* _TASK INSTRUCTIONS_:
Copy the lines below word for word, starting at the line that contains "A single point marks each instance of the paved" and ending at the line that contains "<point>251,251</point>", both included.

[Dataset items]

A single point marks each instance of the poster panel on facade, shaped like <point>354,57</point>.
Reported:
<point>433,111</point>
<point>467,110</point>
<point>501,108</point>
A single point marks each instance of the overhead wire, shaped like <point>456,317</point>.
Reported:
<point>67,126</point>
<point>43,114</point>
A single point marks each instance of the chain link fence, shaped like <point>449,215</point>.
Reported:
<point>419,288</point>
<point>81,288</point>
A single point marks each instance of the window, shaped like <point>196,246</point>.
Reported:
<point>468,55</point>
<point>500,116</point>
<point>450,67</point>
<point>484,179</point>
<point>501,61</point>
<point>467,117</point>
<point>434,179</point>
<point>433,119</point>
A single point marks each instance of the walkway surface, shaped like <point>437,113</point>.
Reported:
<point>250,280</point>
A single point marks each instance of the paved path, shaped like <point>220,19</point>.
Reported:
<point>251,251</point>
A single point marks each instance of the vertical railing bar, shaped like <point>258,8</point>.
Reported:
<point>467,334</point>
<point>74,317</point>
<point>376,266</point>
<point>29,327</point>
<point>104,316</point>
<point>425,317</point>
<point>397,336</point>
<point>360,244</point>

---

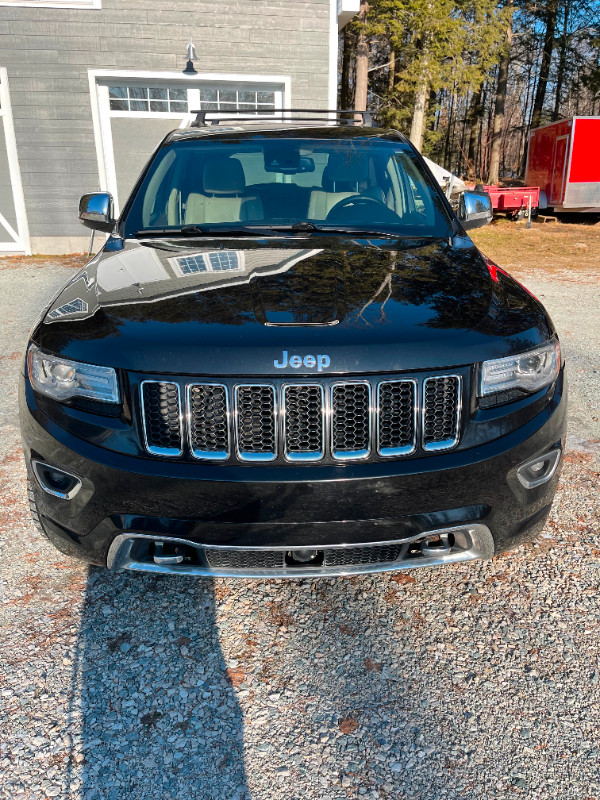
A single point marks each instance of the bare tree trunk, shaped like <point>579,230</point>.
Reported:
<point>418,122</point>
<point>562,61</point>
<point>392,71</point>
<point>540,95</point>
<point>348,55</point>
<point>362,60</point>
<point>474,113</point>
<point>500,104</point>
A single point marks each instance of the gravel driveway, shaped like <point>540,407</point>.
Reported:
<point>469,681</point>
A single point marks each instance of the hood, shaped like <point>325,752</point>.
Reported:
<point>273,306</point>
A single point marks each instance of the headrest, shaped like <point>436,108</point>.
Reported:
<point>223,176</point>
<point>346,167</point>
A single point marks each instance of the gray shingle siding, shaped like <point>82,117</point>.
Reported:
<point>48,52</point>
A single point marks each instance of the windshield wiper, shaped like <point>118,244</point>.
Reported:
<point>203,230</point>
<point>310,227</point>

* _WRITTEN RESPONSE_:
A single point marks each instance of the paved path, shaped like <point>220,19</point>.
Reported:
<point>251,251</point>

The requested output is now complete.